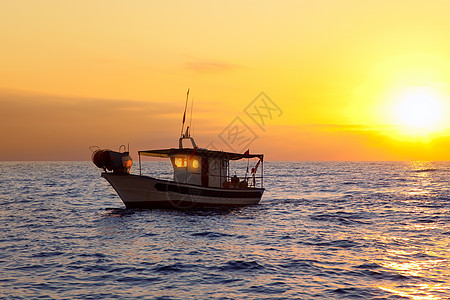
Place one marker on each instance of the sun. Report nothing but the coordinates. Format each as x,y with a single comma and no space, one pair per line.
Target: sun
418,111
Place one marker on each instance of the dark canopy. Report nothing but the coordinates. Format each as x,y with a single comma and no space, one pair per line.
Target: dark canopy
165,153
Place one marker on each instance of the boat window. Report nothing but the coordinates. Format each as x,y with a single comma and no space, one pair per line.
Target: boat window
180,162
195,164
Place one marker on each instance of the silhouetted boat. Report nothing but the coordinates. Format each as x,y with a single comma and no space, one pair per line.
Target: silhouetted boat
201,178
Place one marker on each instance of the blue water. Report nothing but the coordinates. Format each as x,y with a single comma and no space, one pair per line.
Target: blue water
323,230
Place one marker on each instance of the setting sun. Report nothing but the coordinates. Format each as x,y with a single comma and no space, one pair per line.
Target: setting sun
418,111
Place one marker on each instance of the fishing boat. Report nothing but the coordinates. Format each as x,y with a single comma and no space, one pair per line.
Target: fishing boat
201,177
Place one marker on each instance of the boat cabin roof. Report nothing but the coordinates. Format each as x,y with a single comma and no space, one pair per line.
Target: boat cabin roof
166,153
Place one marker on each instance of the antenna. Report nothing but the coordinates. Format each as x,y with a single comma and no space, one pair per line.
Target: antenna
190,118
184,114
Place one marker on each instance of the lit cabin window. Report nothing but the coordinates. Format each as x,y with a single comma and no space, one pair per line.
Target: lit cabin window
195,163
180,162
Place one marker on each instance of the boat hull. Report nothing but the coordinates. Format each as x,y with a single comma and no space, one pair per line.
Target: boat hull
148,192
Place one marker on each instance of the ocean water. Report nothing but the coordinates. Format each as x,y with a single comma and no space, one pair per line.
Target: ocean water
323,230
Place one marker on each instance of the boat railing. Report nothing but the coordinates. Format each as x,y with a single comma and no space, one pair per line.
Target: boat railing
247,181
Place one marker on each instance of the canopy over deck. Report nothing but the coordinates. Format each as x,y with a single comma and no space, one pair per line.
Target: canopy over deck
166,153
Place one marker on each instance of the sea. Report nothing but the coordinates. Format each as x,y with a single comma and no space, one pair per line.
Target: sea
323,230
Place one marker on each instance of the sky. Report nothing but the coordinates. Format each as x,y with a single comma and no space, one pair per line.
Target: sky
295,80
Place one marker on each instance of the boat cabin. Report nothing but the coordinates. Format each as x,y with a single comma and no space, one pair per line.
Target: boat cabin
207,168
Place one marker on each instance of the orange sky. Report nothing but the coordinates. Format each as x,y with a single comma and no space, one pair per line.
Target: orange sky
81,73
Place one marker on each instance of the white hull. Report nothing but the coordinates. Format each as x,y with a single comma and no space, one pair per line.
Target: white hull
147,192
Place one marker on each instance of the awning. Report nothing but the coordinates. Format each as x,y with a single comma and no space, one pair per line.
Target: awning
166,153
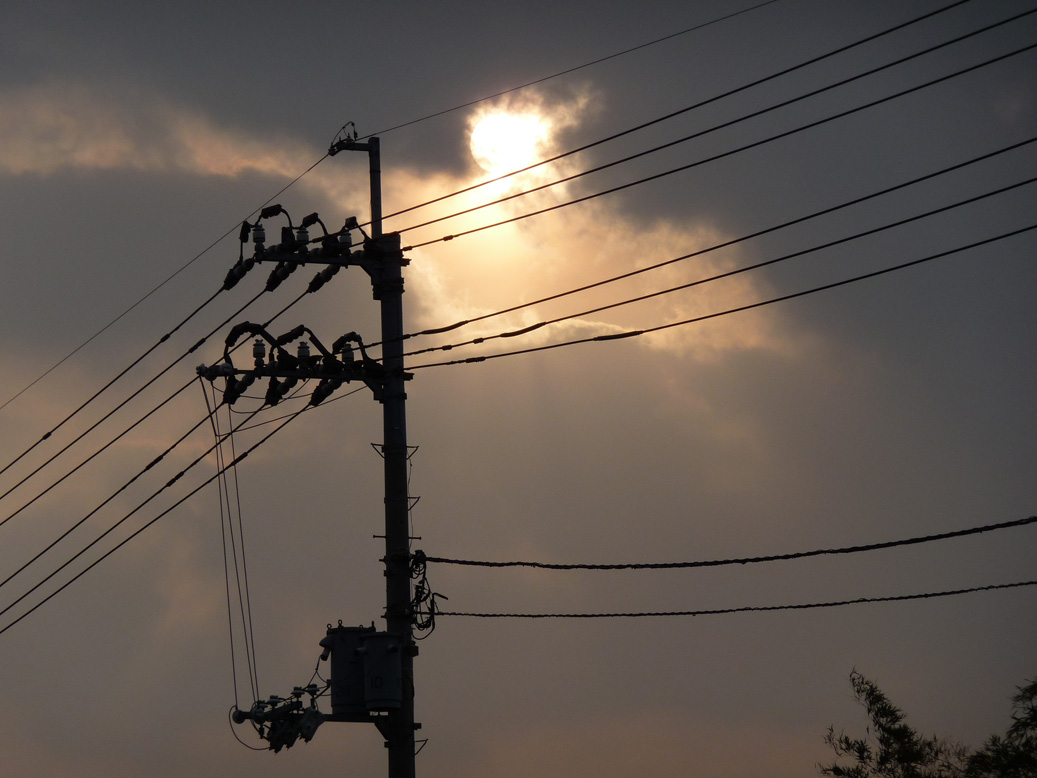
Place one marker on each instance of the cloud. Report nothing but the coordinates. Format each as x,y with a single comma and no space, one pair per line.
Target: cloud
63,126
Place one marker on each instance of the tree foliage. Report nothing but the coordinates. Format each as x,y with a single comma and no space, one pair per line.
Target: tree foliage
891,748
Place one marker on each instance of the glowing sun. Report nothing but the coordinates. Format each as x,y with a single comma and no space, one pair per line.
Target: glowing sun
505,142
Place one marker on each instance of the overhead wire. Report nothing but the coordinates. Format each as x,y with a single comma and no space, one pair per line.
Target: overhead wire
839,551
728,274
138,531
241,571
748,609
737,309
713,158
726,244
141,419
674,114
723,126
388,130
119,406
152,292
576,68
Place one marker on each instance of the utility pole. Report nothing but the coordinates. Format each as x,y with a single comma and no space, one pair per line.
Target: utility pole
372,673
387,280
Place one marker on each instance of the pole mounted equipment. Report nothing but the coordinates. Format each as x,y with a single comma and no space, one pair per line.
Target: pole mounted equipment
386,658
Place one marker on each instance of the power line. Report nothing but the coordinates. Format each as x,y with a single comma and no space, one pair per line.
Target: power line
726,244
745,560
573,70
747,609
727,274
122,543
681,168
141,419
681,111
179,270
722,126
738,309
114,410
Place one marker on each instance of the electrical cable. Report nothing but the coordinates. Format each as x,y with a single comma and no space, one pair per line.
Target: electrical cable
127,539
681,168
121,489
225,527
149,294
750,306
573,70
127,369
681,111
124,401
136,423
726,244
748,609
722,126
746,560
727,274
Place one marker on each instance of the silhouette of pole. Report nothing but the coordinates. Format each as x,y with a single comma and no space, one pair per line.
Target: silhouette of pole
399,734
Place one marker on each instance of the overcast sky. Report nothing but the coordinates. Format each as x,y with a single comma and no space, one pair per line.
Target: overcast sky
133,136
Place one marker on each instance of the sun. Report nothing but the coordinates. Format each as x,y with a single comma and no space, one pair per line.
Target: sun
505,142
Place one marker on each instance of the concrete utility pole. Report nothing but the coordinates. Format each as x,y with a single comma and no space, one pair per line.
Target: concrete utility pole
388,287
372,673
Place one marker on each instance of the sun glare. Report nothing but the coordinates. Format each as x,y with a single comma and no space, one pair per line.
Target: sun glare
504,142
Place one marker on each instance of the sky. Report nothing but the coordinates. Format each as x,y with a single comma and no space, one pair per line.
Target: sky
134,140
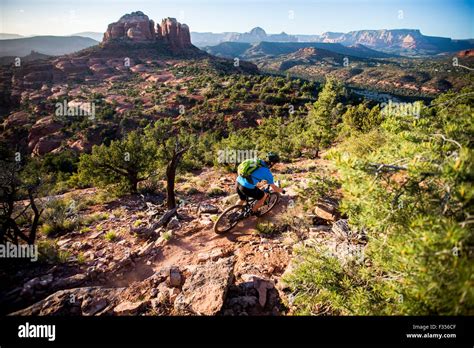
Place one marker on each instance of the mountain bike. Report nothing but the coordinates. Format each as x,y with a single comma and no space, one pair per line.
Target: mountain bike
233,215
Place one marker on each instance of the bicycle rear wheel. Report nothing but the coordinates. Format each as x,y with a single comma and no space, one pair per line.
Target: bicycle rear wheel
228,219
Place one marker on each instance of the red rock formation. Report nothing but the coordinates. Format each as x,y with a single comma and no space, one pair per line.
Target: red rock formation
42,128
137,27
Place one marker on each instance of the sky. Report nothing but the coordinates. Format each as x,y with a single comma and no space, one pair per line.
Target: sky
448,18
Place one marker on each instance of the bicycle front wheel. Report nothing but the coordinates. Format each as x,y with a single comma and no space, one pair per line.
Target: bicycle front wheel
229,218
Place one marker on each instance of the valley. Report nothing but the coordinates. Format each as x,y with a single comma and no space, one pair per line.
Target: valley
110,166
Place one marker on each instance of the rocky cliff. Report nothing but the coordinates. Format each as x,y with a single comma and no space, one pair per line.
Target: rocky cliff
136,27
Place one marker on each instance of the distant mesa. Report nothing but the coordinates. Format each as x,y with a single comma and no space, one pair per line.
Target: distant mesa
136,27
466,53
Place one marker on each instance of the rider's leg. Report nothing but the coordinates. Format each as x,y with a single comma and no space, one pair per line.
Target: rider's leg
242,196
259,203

* * * * * * * * *

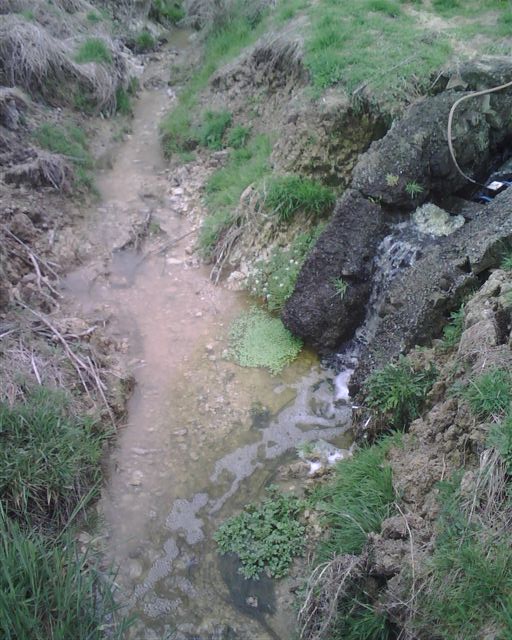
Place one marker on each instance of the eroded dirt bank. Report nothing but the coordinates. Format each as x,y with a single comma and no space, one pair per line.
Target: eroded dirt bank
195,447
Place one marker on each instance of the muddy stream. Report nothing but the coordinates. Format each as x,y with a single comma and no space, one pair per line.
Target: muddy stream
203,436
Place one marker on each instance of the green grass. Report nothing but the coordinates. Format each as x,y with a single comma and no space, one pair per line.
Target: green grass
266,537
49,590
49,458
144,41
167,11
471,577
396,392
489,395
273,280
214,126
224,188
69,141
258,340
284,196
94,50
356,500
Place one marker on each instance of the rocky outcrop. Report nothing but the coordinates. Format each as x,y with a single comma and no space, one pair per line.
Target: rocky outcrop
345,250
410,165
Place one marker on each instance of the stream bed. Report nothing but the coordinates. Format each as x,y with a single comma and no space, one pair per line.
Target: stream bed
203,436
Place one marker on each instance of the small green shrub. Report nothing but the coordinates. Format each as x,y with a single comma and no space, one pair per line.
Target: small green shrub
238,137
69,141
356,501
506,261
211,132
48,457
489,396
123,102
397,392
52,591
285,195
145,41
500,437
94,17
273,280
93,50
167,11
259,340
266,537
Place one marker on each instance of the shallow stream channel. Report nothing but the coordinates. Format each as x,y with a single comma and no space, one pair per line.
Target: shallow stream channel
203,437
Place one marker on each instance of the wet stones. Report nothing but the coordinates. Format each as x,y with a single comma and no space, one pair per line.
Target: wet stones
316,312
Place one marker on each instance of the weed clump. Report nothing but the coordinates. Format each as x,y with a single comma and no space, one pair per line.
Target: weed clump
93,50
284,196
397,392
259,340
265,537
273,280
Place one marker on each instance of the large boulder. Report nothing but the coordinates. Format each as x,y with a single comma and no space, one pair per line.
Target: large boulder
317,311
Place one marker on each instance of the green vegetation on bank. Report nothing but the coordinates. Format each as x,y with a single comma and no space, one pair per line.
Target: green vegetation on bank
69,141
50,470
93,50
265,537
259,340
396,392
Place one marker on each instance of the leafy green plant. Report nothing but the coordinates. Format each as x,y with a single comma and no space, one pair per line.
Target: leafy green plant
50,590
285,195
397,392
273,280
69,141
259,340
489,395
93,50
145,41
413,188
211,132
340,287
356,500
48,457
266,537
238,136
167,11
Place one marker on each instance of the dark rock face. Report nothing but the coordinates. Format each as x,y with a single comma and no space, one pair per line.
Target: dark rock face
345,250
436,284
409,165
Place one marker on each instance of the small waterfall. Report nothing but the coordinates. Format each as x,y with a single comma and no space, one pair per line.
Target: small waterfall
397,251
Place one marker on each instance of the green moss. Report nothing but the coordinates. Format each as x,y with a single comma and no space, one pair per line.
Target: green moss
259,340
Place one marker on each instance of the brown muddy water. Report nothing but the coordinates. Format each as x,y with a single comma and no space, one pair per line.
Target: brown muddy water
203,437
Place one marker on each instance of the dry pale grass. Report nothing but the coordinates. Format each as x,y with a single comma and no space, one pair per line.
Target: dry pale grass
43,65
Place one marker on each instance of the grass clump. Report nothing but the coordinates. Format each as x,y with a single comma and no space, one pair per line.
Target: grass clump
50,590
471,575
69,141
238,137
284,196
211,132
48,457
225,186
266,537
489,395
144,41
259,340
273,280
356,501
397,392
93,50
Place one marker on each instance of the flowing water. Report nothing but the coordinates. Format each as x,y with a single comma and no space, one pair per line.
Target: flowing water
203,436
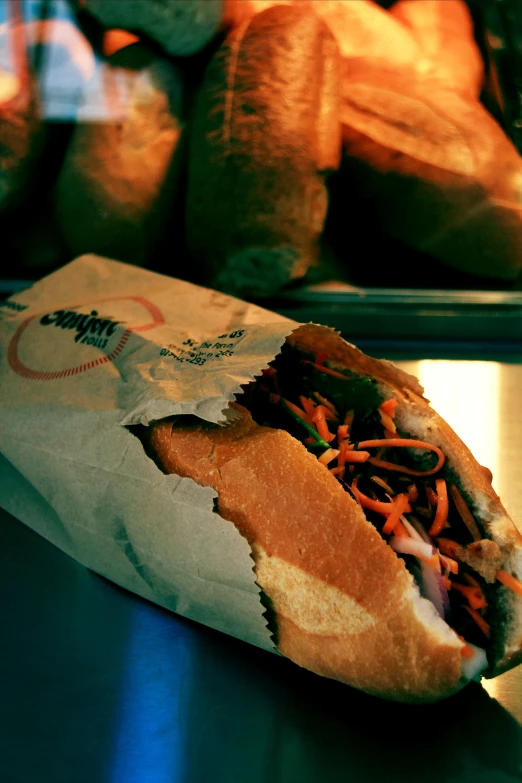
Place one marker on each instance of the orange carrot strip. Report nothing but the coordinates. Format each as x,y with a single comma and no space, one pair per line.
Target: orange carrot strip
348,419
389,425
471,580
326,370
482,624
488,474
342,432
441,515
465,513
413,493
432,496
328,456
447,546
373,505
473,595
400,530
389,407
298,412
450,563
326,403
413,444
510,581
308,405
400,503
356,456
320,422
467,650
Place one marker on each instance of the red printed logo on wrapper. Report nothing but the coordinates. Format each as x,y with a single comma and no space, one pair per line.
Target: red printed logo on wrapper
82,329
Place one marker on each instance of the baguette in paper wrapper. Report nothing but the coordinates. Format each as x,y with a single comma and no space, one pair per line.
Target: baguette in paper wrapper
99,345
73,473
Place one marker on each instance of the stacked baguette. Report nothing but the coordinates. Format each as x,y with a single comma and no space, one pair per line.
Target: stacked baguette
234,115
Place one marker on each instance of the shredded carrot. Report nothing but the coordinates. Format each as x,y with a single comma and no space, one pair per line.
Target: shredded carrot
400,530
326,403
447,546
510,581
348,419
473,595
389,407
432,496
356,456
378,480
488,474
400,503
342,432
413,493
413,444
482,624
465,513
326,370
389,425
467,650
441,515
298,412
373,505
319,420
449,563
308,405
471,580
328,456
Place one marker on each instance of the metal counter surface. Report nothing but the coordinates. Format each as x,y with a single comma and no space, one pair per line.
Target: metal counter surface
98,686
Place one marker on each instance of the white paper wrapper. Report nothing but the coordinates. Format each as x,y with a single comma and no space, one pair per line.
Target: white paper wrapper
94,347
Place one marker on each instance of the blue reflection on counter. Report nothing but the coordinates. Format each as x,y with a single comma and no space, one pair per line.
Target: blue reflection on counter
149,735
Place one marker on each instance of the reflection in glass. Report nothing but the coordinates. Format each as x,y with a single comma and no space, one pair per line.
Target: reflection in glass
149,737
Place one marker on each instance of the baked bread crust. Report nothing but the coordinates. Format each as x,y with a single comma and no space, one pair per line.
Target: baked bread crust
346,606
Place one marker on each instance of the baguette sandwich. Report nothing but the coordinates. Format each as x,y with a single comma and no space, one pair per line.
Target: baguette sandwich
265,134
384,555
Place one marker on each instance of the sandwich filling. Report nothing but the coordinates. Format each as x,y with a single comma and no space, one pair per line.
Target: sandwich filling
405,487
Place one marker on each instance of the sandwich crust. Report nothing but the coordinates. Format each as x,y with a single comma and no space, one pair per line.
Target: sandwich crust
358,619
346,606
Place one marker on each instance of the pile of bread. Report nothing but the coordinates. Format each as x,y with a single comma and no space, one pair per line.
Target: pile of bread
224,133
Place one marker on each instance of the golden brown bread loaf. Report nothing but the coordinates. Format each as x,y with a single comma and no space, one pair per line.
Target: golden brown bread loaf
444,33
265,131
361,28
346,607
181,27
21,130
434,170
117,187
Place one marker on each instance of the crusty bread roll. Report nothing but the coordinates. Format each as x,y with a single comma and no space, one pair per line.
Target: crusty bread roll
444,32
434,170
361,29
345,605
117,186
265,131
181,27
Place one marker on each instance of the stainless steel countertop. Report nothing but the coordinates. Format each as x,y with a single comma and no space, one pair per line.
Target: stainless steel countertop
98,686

* * * * * * * * *

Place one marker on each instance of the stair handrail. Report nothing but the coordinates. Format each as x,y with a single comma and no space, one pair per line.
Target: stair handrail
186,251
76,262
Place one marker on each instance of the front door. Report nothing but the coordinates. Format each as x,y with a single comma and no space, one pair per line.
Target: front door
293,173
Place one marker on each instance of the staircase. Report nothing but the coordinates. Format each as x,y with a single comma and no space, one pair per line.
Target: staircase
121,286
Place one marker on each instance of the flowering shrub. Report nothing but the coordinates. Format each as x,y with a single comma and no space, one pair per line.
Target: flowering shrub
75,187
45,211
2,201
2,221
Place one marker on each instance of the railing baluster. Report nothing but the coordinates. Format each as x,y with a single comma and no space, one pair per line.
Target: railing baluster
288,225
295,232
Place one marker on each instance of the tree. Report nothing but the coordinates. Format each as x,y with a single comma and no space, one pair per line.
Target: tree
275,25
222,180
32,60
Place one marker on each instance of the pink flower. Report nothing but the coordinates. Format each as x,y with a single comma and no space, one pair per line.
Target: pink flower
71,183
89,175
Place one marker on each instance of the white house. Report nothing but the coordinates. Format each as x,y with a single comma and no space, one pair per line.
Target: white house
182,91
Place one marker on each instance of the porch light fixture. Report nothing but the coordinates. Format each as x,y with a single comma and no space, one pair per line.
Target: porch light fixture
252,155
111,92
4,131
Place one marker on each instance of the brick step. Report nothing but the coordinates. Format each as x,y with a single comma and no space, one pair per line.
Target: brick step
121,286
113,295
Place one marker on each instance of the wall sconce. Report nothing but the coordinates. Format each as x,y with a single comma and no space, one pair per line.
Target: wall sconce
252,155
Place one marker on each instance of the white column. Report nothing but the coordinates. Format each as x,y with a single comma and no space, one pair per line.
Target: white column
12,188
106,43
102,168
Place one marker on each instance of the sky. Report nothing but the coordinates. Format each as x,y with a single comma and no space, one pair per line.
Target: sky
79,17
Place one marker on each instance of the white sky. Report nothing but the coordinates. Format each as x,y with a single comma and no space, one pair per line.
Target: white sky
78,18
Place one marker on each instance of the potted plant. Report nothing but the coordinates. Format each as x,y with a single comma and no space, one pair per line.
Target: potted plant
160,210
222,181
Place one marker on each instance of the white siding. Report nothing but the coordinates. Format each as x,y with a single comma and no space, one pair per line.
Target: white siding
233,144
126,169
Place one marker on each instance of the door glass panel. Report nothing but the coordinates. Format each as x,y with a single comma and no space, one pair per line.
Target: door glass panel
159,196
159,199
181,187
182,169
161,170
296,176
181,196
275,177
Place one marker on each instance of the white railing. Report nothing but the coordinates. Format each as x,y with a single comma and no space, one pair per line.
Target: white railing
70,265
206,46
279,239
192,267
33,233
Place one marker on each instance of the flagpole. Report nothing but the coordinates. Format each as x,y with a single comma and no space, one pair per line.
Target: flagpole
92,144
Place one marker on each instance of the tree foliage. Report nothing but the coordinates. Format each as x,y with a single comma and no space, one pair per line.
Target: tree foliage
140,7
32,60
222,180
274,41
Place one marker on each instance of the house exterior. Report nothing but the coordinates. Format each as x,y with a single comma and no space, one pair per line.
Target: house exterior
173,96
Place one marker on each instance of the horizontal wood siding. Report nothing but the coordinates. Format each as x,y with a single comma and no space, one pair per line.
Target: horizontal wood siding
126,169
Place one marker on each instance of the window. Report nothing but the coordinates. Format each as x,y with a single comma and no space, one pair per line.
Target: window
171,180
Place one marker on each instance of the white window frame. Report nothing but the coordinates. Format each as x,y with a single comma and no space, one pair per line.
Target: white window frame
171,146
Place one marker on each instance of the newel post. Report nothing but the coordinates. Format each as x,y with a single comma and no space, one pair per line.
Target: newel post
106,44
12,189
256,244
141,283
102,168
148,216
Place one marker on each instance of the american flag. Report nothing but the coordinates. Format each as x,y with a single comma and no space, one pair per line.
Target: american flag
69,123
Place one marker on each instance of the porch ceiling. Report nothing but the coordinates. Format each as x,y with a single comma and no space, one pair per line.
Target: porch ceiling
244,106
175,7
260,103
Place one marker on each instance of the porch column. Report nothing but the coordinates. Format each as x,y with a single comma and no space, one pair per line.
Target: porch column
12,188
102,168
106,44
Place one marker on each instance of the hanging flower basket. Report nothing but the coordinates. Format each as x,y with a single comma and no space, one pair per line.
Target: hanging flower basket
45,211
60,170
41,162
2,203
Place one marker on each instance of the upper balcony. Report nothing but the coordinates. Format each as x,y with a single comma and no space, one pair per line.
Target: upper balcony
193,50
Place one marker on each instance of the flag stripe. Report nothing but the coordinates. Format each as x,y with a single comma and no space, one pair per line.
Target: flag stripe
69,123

* * * * * * * * *

Please find every line in the listing above that contains the word "baguette" and copy each one out in full.

Place one marker on each instance of the baguette in paper wrapper. Report nothing but the coordinates. Format each as x,y with a single comma and no space, one pair per line.
Target: baguette in paper wrapper
Place one marker on each instance of the stacked baguette. Report nothing but the coordinates. Format each as x,y with a single comma and no space, one pair per line.
Target: stacked baguette
Place one marker on each instance of the baguette sandwich. Report nothing but the coordinates. Format each as x,y with a single comma and no space, one pair per line.
Target: baguette sandwich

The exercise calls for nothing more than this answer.